Text shown:
Thursday, April 20, 2017

Q : Queue Story

The queues in India are never ending. And they are also melting pot of cultures and opinions. 

And then there is a queue for everything. To eat, there is a queue at restaurants. To shit and pee there is a queue at public toilets. You have to queue up to get into a bus or even get out of it. There is a queue at departmental stores on Republic Day Sale. As if all Indians only buy when there is a good bargain. I hope you get the drift. In India, for any damn thing, you have to queue up.

Then demonetization created new kind of queues, few months back. Political queues. Many politicians queued up to sympathize with people who queued up outside ATMs. Politicians for the first time in queuing history of India, realized that queues can kill. People didn't die of heat when they queued up to see Shahrukh Khan on his birthday outside his house. They didn't feel any pain when they queued up outside two wheeler dealerships on 31st March to get hold of phased-out polluting BS III bikes. But you are supposed to hate ATM queues. Right?

There are also people who queue up without any reason. The plane has just landed. Everyone will get to get off. They will have to wait for their bags to arrive on the belt anyways. But they can't wait, even if the plane doors are still closed. They just queue up in the aisles. Every landing in India, looks like an emergency one.  The same thing happens during boarding, as if plane will leave without them. Is it the insecurity of being left behind?

Another thing about Indian queues which is highly deplorable is the distance between two people in the queue. People don't have any sense of space. Bloody hell, they will just ass-grind you, if it was legal in India. You can smell that onion, the guy behind you had for lunch. You can feel the sweat on his arms when he tries to push the queue. Burps and farts in heat are worse than sulfuric acid. Manners? Zilch. 

Also most of the queues in India are segregated based on gender. Do they realize unisex queues would have been so much more interesting? Girls always make better conversations. They don't sweat as much and I think they don't burp or fart too. They run away from onions. I know I am exaggerating, but you get my point. Right?

I have had my share of queue experiences as well. Some scary. Some hilarious. Some helpful. Some kind of sad. But largely in India. And there was this one in London too. The racist one. I reproduce some of  my queue experiences below.

Dataset extract:
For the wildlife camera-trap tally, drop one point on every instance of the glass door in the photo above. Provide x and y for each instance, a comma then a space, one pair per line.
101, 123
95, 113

Exercise instructions:
(a) In the post on queues in India, on what date did people line up outside two-wheeler dealerships for BS III bikes?
(b) From the post on queues in India, write out word for word the passage that opens with the words containing "Thursday, April 20, 2017" and closes with "to queue up.".
(c) In the last paragraph of the post on queues in India, list every adjective used in the sentences beginning with "Some" to describe the writer's queue experiences.

Complete answers:
(a) 31st March

(b)
Thursday, April 20, 2017

Q : Queue Story

The queues in India are never ending. And they are also melting pot of cultures and opinions. 

And then there is a queue for everything. To eat, there is a queue at restaurants. To shit and pee there is a queue at public toilets. You have to queue up to get into a bus or even get out of it. There is a queue at departmental stores on Republic Day Sale. As if all Indians only buy when there is a good bargain. I hope you get the drift. In India, for any damn thing, you have to queue up.

(c) Scary, hilarious, helpful, kind of sad